Goal :: Return every line of the items below verbatim, leaving out the pictures.

** BEGIN Input rows **

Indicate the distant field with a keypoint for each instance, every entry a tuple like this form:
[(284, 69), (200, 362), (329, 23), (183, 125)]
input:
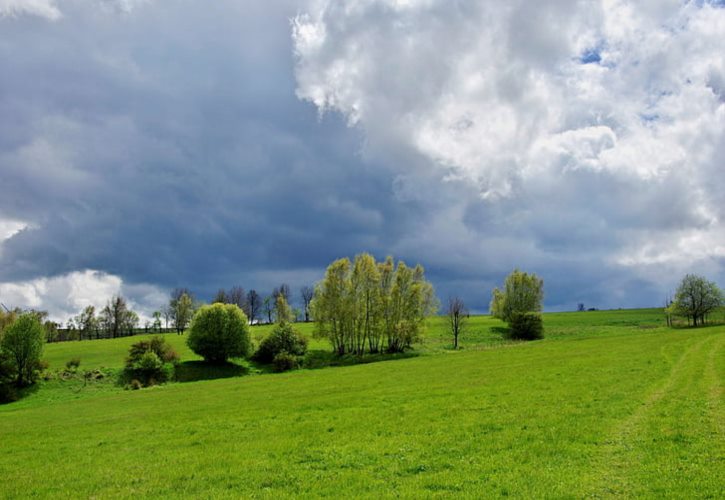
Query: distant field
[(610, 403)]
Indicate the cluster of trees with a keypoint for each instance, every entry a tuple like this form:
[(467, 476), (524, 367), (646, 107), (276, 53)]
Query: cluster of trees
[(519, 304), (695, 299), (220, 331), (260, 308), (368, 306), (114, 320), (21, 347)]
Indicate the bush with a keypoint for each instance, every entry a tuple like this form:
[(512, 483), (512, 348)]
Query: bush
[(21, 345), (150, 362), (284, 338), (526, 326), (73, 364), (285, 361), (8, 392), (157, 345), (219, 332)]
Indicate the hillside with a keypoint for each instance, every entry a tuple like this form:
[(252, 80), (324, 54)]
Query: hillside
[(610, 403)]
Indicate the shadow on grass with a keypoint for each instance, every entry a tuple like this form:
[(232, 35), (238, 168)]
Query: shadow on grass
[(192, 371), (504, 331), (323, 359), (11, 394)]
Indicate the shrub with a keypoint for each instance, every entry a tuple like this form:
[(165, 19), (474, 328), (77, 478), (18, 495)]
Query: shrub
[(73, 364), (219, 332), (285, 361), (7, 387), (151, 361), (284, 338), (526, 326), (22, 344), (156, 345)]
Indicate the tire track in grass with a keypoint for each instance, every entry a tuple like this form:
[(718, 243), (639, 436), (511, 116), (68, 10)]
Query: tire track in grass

** END Input rows **

Correct output ::
Indicate the distant field with a keypoint for each instance, every entry a tuple like this form:
[(284, 69), (200, 362), (329, 23), (183, 125)]
input:
Query: distant field
[(610, 403)]
Indicate the cluster of trees with a keypoint for each instance, every entry a tuple like this form:
[(467, 476), (524, 367), (646, 107), (276, 53)]
Query: cluster of trees
[(519, 304), (695, 299), (220, 331), (260, 308), (368, 306), (114, 320), (21, 347)]
Indicate the bush with a keypoint for each instance, every entry a tuple like this form:
[(512, 483), (512, 348)]
Query: bush
[(21, 345), (150, 362), (284, 338), (526, 326), (73, 364), (285, 361), (8, 392), (157, 345), (219, 332)]
Indicate the hillside with a keypoint for each instance, every entry a tuple like this form:
[(252, 80), (324, 54)]
Query: hillside
[(610, 403)]
Indicate the shadow on grass with a keypoint for each instance, every entry a tuple like this form:
[(232, 35), (238, 168)]
Query: shadow on grass
[(192, 371), (504, 331), (323, 359), (11, 394)]
Indicate the shrub with a keypoint for each instance, every entry a tuple like this form:
[(165, 19), (474, 328), (77, 478), (18, 495)]
Query: shrub
[(73, 364), (219, 332), (285, 361), (7, 387), (151, 361), (284, 338), (526, 326), (22, 344), (156, 345)]
Indicate the tire track in grass with a keypoint for each instance, every entry a tuple like this form:
[(718, 243), (639, 436), (511, 116), (68, 10)]
Query: tire track in grass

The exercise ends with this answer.